▶ _ABOUT THIS EXERCISE_
All entries below are to be written out again exactly, but no picture is to be copied.

Top of DATA FOR THIS EXERCISE

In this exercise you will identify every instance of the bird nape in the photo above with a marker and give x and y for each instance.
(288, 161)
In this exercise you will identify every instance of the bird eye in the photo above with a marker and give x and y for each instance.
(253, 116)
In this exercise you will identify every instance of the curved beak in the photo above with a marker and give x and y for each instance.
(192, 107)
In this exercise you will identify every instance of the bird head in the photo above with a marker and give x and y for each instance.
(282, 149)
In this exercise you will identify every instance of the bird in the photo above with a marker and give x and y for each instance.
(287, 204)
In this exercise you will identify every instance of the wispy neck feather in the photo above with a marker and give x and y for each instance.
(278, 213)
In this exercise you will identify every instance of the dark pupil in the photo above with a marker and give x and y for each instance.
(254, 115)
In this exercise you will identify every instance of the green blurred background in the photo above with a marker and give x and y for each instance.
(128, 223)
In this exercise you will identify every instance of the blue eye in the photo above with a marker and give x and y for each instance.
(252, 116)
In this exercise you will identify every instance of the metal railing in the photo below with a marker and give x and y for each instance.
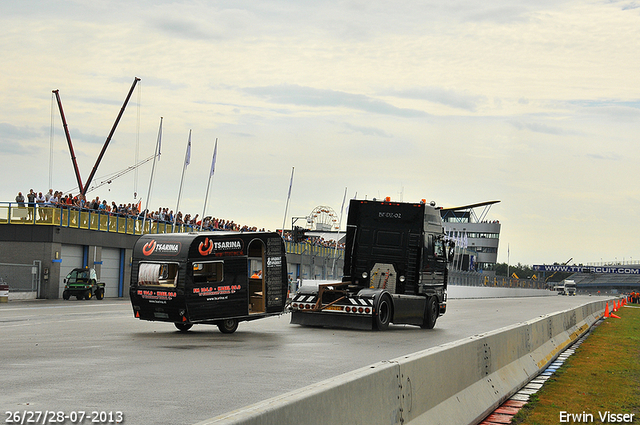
(72, 217)
(12, 213)
(314, 250)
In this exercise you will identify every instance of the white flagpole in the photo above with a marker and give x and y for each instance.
(213, 169)
(335, 250)
(153, 168)
(187, 159)
(287, 205)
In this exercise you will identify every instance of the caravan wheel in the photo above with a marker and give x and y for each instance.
(430, 313)
(228, 326)
(383, 314)
(183, 327)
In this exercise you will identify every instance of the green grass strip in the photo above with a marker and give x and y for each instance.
(599, 383)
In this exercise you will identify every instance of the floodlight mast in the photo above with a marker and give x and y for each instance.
(83, 188)
(66, 133)
(106, 143)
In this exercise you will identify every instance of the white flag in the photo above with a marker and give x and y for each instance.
(187, 158)
(213, 162)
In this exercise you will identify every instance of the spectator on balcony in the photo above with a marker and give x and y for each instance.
(20, 200)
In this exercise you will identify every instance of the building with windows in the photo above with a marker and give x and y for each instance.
(476, 236)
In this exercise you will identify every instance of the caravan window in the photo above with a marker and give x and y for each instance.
(204, 273)
(158, 274)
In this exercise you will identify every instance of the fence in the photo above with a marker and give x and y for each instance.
(457, 277)
(21, 277)
(12, 213)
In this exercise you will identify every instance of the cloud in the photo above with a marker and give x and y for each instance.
(367, 131)
(604, 156)
(541, 128)
(11, 132)
(439, 95)
(292, 94)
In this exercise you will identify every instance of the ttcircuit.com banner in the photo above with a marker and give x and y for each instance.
(588, 269)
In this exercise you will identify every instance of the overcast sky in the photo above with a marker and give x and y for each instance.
(534, 104)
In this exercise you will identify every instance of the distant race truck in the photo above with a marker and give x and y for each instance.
(83, 284)
(569, 287)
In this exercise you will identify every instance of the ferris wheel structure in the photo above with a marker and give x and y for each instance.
(323, 218)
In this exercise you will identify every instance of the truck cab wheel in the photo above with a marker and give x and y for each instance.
(430, 313)
(228, 326)
(183, 327)
(383, 314)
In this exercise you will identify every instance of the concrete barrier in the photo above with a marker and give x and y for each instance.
(455, 383)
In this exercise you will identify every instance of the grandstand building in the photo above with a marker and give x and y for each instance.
(474, 233)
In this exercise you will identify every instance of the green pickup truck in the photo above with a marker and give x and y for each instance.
(83, 284)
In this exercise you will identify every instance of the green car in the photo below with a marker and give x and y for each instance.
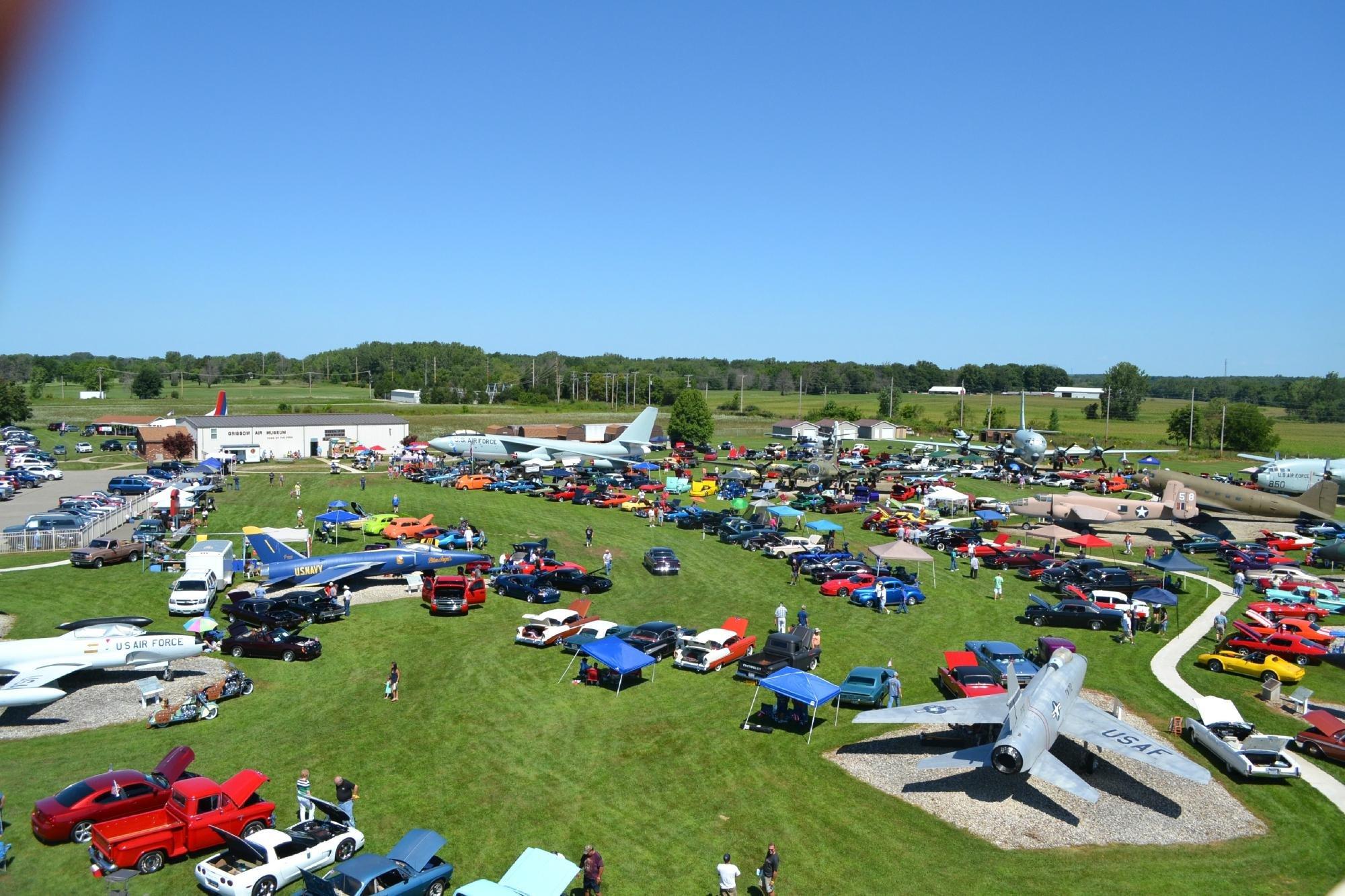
(377, 524)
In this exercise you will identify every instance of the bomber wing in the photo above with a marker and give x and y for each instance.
(1090, 724)
(968, 710)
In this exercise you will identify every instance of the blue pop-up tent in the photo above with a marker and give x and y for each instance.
(617, 655)
(802, 686)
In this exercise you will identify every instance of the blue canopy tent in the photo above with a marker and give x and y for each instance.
(798, 685)
(617, 655)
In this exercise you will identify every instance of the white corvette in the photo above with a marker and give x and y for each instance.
(271, 858)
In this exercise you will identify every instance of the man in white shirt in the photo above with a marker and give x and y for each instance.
(728, 877)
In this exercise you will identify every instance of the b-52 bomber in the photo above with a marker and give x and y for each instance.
(1031, 719)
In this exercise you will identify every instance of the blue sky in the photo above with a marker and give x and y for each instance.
(1070, 184)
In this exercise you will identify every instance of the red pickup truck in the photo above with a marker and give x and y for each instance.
(184, 825)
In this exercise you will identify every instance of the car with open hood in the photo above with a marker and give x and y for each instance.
(72, 813)
(271, 858)
(549, 626)
(715, 649)
(411, 868)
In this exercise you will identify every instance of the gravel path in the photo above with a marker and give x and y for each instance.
(110, 697)
(1140, 805)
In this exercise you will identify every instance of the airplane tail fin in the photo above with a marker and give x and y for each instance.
(1180, 499)
(270, 551)
(1321, 498)
(641, 430)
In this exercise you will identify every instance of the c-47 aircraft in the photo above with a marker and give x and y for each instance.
(1032, 717)
(88, 643)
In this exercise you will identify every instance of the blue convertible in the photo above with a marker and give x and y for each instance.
(411, 869)
(896, 591)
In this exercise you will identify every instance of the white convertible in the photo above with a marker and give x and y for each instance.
(271, 858)
(1235, 743)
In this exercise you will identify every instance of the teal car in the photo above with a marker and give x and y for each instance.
(866, 686)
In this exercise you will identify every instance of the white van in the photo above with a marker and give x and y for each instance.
(193, 594)
(216, 556)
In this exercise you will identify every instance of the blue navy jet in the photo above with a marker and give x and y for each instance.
(284, 564)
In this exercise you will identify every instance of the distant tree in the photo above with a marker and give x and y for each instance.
(14, 403)
(1247, 428)
(147, 384)
(691, 419)
(1128, 385)
(180, 446)
(1180, 423)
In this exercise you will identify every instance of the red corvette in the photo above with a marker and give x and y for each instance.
(1286, 646)
(116, 794)
(962, 676)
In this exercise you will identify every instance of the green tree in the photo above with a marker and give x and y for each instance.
(1128, 385)
(149, 382)
(1180, 423)
(14, 403)
(691, 420)
(1246, 428)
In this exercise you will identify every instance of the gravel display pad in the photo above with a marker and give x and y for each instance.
(99, 698)
(1140, 805)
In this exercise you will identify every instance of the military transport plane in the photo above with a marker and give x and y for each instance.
(1031, 719)
(627, 448)
(284, 564)
(1296, 475)
(88, 643)
(1178, 502)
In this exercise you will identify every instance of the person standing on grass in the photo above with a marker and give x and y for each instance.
(728, 873)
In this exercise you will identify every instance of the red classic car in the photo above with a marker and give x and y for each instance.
(1327, 736)
(1291, 647)
(962, 676)
(116, 794)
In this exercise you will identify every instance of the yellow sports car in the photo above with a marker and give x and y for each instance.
(1265, 666)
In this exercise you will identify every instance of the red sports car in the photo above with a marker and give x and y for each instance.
(962, 676)
(115, 794)
(1284, 645)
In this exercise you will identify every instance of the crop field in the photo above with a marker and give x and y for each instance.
(493, 749)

Bottom of DATA FOR THIS EXERCISE

▶ _WRITTEN RESPONSE_
In this exercise you will identify every instance of the bird nape in the photo above with a marker and give x and y for each instance.
(288, 161)
In this exercise you will identify every instance of the bird eye in the photo above with a marker and give x and y for each instance.
(253, 116)
In this exercise you will identify every instance of the curved beak in the photo above with a marker and give x and y for each instance.
(192, 107)
In this exercise you will identify every instance of the bird head in the photo above with a marker and give x and y for each instance.
(282, 149)
In this exercise you will identify every instance of the bird in the photo above with a marker and give x and y for each instance.
(287, 204)
In this exercise you will identify every instance of the wispy neck feather in the photo above with a marker and give x and y for each instance.
(278, 213)
In this exercise you will identify every instance of the dark pupil in the photo above with a marker and give x and y for each instance.
(254, 115)
In this exercise you will identify every instance of the green blurred background in the photo above with a marker and give x and y for each instance.
(128, 223)
In this exercise you will identify every instance of the blue eye in the photo above with a marker and give x and y for each instance.
(252, 116)
In this exercise you will identify every instance of the metal railing in the photo below with a marker and give x and y for each instance.
(72, 217)
(12, 213)
(314, 250)
In this exercise you will identify every instance of the white flagpole in the photo above with a marker and give x and y for each instance.
(213, 169)
(335, 250)
(153, 168)
(187, 159)
(287, 205)
In this exercise you will identify every instance of the caravan wheel in the photo above with a marker and give x and y for each instance.
(430, 313)
(228, 326)
(383, 314)
(183, 327)
In this exercise you will identify every instance of the green grass strip in the photo above with a marker and give x and y for each instance.
(599, 383)
In this exercise you will identify every instance of the floodlight mast in the photo above with a marker and give x and y for each instance.
(83, 188)
(66, 133)
(106, 143)
In this exercise you will identify every instance of the white flag in the photo above with a marker and give x and y for each instance.
(187, 158)
(213, 162)
In this exercise you will identify every instance of the spectator on balcony in the photo above with a marker and give x and y for each instance.
(20, 200)
In this exercise you will identify every instance of the building with windows in the photo above with a marker and give x and y for each instance.
(476, 236)
In this exercise you will identify every instance of the caravan window in the photo above with a marker and give x and y for each instance.
(204, 273)
(158, 274)
In this exercise you will identify every instance of the fence in the photo above with a marker and give x and y for each instance.
(457, 277)
(21, 277)
(12, 213)
In this exercise you will identify every instance of the cloud in the photo above with a marker and give x and y for each instance.
(367, 131)
(604, 156)
(541, 128)
(11, 132)
(439, 95)
(292, 94)
In this exercise you will identify every instance of the ttcircuit.com banner in the photo above with a marker and give x and y for each instance.
(588, 269)
In this exercise you will identify every instance of the overcast sky in the photo above with a marker and give x and y for each instance.
(534, 104)
In this exercise you will identify every instance of the distant race truck in the photo above with a marker and give x and y for each instance.
(83, 284)
(569, 287)
In this exercise you will identify every instance of the ferris wheel structure in the photo above with a marker and give x and y for each instance.
(323, 218)
In this exercise you will identify every instance of the truck cab wheel in the photo above with a marker and give x and y for each instance.
(430, 313)
(228, 326)
(183, 327)
(383, 314)
In this exercise you will identify every instance of the concrete barrier in the photo above with a marker and give x and y for each instance.
(455, 383)
In this exercise you will identify every instance of the grandstand building in the photo above with a marker and give x and y for each instance.
(474, 233)
In this exercise you will identify every instance of the green pickup truck in the photo above with a marker and give x and y for each instance.
(83, 284)
In this exercise you will identify every instance of the green car in the photo below with a marker and give x and y for each instance.
(377, 524)
In this exercise you will identify every instance of the bomber wing in the photo above with a marker and give x and y for each instance.
(1090, 724)
(968, 710)
In this exercise you will identify every instance of the blue pop-up tent in the photo above with a marker and give x and y for each instance.
(617, 655)
(802, 686)
In this exercise you will identify every instance of the blue canopy tent in the photo above with a marker and give x and y for each instance.
(798, 685)
(617, 655)
In this exercise you will identify every instance of the white corvette in the photo above with a marker and give x and y for each instance.
(271, 858)
In this exercise you will identify every instance of the man in white shirt in the photo above with a marker and give x and y for each instance.
(728, 877)
In this exercise you will identify every instance of the b-52 bomber in the photo above with a marker and give x and y for each instance.
(1031, 719)
In this exercise you will identify every instance of the blue sky in the photo above with a marker and give x and y for each instance.
(1070, 184)
In this exercise you will identify every instance of the red pickup truck in the photo above with a marker and give x and y for each instance.
(184, 825)
In this exercise you will identify every instance of the car with open hood in the photo above with a marker and give x and y for each instance.
(72, 813)
(271, 858)
(549, 626)
(715, 649)
(411, 868)
In this exercise you will identify every instance of the gravel path in the photo above with a marker and give x and y for each instance.
(110, 697)
(1140, 805)
In this exercise you will identify every instance of the airplane tail fin in the photo above with a marker and give x and y for each instance.
(1180, 499)
(270, 551)
(1321, 498)
(641, 430)
In this exercise you will identify every instance of the c-47 aircraft in the photo above with a marker and give x and y for each instance.
(1032, 717)
(88, 643)
In this exercise you will identify every instance of the blue convertible in the photo above with a marker and give x and y for each instance.
(411, 869)
(896, 591)
In this exercise you will identify every instance of the white convertible in the photo above with a marker and give x and y for each instance.
(271, 858)
(1235, 743)
In this exercise you will identify every instance of the teal car in the photo above with a marker and give x and y for each instance.
(866, 686)
In this exercise you will identify every instance of the white van in the photo above with a marker and give x and y for each instance.
(193, 594)
(216, 556)
In this exercise you will identify every instance of the blue navy jet in the photo above with a marker and give x and y for each instance.
(284, 564)
In this exercise you will identify every instance of the distant tree in the photo above with a marker and give x and y for each instance.
(14, 403)
(1247, 428)
(147, 384)
(691, 419)
(1128, 385)
(180, 446)
(1180, 423)
In this exercise you will identify every instance of the red corvette in the photo above with a marker and give x and y for each instance.
(1286, 646)
(116, 794)
(962, 676)
In this exercise you will identify every instance of the green tree in the photo above with a marker and give x and y for each instance.
(1128, 385)
(149, 382)
(1180, 423)
(14, 403)
(691, 420)
(1246, 428)
In this exercise you will identify every instance of the gravel display pad in the photo above with a marker and give x and y for each instance.
(99, 698)
(1140, 805)
In this exercise you will identify every instance of the military transport plane in the photo above with a marker and give x and y for each instance.
(1031, 719)
(627, 448)
(284, 564)
(1296, 475)
(88, 643)
(1178, 502)
In this exercise you will identify every instance of the person standing on grass in the photo above with a marker and give x and y for each instance.
(728, 873)
In this exercise you will identify every instance of the red classic car in the photo above with a marker and give x and y for each instance.
(1327, 736)
(1291, 647)
(962, 676)
(116, 794)
In this exercise you will identify every instance of the yellow sports car in the photo above with a marker and give x and y for each instance.
(1265, 666)
In this exercise you will identify every instance of the red sports car in the photo above with a marker and give x and y for each instance.
(962, 676)
(115, 794)
(1284, 645)
In this exercise you will identify every instance of the crop field in the photo above with a marker and give x and y for each instance.
(493, 749)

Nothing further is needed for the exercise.